BEGIN MATERIAL FOR THIS EXERCISE

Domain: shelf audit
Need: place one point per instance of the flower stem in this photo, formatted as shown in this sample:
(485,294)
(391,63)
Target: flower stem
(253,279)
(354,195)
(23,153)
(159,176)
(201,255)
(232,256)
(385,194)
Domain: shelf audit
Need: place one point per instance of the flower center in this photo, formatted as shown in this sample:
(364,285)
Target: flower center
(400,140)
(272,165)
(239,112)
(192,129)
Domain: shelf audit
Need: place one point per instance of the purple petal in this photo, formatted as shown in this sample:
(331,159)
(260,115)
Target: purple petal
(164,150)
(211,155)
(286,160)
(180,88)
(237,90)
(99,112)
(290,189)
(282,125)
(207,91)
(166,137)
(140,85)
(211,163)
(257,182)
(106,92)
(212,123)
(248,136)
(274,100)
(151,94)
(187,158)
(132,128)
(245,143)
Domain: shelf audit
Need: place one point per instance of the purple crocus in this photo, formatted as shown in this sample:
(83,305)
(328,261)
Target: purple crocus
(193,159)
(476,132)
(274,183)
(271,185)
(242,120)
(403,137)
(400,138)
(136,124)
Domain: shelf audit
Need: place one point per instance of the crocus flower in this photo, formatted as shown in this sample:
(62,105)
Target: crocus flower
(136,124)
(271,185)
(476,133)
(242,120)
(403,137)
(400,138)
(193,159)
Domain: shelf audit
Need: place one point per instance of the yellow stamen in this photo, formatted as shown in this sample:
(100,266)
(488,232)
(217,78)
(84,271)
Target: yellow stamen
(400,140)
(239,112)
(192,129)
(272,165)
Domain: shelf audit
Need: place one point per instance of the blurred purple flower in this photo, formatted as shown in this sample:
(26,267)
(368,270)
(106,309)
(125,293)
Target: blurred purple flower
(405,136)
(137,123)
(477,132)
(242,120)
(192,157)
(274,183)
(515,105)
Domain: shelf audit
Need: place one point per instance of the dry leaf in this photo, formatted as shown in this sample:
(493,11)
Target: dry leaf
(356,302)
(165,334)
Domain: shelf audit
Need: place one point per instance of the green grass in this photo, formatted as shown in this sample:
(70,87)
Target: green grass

END MATERIAL FOR THIS EXERCISE

[TASK DIRECTIONS]: Whenever a line above includes the string "grass", copy it.

[ANSWER FOR THE TASK]:
Need: place one point per instance of the green grass in this photo, formatted as shown in this sample:
Target: green grass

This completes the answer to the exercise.